**Set exercise:**
Return every line in the records below that contains the word "concrete". Treat uppercase and lowercase letters as different.

>>

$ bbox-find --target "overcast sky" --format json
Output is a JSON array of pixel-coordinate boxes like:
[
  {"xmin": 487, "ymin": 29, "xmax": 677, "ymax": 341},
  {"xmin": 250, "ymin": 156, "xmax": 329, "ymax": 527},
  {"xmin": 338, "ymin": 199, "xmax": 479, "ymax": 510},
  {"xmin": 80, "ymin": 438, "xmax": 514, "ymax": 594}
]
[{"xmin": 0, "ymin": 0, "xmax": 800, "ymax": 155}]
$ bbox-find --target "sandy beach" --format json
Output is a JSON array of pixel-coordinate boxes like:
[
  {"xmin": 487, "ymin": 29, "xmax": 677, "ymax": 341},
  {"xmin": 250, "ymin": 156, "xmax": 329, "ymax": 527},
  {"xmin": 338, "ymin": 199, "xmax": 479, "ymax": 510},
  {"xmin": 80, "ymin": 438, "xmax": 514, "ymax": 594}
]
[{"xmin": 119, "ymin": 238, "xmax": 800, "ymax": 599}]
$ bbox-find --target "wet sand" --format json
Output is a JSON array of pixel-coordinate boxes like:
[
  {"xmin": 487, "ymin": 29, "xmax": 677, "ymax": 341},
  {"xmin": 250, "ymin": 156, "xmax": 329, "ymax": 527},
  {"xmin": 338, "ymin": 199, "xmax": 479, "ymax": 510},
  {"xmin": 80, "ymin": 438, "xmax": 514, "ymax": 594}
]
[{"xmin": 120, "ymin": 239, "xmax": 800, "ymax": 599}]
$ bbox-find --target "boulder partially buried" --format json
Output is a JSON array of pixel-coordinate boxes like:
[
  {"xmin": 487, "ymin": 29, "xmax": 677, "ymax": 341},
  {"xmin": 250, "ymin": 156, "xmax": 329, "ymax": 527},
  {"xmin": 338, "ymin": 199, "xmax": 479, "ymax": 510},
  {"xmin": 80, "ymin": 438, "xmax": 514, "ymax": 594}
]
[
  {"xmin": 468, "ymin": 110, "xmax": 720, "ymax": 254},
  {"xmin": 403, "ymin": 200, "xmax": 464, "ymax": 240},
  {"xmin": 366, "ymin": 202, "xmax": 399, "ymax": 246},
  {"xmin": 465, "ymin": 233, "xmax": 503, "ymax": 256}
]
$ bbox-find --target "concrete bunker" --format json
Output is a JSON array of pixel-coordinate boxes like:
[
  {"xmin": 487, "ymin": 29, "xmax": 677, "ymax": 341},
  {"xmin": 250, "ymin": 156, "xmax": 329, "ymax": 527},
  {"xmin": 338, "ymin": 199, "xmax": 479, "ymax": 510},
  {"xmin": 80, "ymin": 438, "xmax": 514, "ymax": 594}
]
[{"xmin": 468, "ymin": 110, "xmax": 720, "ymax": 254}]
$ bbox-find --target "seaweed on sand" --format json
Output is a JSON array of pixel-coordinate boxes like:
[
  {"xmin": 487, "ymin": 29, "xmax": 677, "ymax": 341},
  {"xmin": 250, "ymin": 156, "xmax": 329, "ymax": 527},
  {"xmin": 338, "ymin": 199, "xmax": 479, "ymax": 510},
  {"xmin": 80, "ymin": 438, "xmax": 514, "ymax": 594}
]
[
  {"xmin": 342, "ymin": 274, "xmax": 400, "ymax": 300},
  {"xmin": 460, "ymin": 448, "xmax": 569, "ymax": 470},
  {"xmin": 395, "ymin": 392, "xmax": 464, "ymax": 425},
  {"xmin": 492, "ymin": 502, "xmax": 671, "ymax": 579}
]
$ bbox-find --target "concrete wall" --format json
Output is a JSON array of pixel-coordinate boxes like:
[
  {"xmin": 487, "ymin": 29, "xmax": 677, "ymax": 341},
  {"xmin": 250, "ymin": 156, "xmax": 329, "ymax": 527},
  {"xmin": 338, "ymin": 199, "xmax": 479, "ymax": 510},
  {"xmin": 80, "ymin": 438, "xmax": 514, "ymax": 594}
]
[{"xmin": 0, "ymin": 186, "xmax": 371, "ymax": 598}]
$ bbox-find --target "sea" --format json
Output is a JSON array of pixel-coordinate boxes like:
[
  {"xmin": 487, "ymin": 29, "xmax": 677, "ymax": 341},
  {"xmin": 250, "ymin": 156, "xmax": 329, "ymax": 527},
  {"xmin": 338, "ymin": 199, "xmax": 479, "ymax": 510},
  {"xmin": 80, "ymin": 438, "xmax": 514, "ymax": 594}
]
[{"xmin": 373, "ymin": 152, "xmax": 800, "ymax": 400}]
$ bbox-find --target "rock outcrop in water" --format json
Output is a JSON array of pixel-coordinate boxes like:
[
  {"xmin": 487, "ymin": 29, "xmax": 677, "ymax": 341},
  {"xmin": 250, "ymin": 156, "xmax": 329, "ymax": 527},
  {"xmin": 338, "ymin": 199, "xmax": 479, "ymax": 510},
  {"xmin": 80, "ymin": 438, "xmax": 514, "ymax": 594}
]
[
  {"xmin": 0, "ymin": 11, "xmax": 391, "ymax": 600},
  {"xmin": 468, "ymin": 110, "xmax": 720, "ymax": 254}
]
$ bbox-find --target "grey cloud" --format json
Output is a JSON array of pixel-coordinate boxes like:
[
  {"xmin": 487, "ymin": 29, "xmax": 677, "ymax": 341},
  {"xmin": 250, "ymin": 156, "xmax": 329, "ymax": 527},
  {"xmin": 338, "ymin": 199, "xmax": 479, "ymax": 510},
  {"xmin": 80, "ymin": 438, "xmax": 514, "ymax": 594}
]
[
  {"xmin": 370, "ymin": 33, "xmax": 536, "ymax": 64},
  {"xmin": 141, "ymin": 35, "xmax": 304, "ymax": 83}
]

<<

**Reply to the task:**
$ bbox-find --target "concrete bunker" --format json
$ bbox-find --target "concrete wall" --format json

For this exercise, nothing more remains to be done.